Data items
================

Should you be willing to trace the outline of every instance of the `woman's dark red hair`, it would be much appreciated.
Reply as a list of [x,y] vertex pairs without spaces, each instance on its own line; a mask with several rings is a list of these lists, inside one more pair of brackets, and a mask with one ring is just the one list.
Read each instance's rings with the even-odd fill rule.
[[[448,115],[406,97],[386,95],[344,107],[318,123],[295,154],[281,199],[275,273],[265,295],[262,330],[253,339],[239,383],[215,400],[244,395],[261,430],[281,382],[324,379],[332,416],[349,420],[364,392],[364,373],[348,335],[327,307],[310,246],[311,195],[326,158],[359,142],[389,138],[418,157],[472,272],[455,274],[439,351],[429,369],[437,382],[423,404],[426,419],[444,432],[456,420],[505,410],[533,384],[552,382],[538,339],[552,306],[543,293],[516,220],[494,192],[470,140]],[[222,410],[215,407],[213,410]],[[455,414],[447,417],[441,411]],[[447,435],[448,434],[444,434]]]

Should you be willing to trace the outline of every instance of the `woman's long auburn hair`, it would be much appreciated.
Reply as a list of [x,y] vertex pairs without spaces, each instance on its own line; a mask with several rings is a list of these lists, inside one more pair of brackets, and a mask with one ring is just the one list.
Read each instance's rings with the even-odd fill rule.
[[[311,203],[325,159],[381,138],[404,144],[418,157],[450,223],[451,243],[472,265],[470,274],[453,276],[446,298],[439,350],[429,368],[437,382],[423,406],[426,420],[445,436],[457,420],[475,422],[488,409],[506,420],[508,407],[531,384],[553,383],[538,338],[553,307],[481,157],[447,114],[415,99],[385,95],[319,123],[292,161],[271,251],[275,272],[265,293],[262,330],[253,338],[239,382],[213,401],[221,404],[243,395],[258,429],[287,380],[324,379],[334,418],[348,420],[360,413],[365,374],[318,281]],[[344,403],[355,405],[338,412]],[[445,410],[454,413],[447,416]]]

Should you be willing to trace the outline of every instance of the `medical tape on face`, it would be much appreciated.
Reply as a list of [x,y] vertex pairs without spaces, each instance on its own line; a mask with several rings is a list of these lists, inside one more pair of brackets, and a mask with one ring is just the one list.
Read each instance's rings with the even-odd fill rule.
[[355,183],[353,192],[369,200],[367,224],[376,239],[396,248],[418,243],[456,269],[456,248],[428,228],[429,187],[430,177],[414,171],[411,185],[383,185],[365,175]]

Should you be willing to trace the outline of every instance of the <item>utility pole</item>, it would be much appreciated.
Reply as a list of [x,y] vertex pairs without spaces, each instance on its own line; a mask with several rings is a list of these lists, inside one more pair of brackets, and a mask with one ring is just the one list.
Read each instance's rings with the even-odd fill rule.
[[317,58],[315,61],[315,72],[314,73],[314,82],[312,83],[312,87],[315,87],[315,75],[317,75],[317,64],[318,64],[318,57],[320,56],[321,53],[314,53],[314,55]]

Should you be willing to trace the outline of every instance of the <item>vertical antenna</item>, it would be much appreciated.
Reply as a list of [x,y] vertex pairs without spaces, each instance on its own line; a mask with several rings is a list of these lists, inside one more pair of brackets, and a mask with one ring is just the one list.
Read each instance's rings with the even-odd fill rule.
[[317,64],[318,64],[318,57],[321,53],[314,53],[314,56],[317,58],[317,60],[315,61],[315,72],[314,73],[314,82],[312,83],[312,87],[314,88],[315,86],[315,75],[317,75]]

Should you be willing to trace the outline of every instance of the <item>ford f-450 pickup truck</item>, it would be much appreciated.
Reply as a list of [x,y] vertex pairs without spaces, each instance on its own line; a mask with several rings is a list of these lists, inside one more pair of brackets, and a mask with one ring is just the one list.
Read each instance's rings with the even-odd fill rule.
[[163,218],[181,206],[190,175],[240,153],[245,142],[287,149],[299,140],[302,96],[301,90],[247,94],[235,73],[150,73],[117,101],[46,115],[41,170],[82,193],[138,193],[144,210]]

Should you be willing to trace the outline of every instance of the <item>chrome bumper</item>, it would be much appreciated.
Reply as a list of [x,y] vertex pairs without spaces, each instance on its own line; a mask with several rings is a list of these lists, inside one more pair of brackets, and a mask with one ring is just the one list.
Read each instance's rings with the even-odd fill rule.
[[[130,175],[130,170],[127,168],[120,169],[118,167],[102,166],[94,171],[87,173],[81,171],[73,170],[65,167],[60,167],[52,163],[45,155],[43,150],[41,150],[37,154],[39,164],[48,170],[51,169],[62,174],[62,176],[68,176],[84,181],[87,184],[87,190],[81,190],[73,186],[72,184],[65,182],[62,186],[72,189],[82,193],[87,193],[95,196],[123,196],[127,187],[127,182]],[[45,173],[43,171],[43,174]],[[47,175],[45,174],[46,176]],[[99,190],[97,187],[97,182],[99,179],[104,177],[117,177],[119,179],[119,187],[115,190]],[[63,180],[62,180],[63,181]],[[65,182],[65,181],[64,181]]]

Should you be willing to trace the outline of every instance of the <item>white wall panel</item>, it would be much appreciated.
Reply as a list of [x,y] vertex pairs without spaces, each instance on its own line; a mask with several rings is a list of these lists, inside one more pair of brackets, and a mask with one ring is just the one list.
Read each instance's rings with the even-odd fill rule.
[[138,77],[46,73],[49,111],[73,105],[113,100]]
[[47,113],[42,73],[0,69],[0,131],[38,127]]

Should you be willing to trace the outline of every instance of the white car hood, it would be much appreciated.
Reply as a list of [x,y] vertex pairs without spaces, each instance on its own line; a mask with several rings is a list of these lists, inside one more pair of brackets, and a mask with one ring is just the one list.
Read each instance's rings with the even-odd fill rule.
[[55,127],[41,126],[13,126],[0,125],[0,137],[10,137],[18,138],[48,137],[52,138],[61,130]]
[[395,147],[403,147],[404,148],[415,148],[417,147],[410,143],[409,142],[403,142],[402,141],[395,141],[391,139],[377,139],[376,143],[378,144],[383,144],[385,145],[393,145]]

================

## DIRECTION
Look above for the line containing "panel</item>, it would be much appreciated.", then transcribe it and all lines after it through the last, exactly and with nothing else.

## WRITTEN SOLUTION
Should you be willing to trace the outline of every instance of the <item>white wall panel</item>, it would be much appreciated.
Reply as a list of [x,y] vertex pairs without spaces, each instance on its own line; a mask with several rings is a list of these lists, inside one more pair of brackets, and a mask with one ring is just the one list.
Read each instance's rings with the even-odd fill rule.
[[138,77],[46,73],[49,111],[73,105],[113,100]]
[[47,113],[42,73],[0,69],[0,131],[38,127]]

Should you be willing to trace the outline of every instance of the white car hood, it would be much appreciated.
Reply as a list of [x,y] vertex pairs without spaces, each instance on its own line; a mask with several rings is a list of these lists, inside one more pair of brackets, and a mask with one ring is just the one list.
Read each instance's rings with the even-odd fill rule.
[[55,127],[41,126],[13,126],[0,125],[0,137],[10,137],[18,138],[48,137],[52,138],[61,130]]
[[395,147],[403,147],[404,148],[415,148],[417,147],[410,143],[409,142],[403,142],[402,141],[395,141],[391,139],[377,139],[376,143],[378,144],[383,144],[385,145],[393,145]]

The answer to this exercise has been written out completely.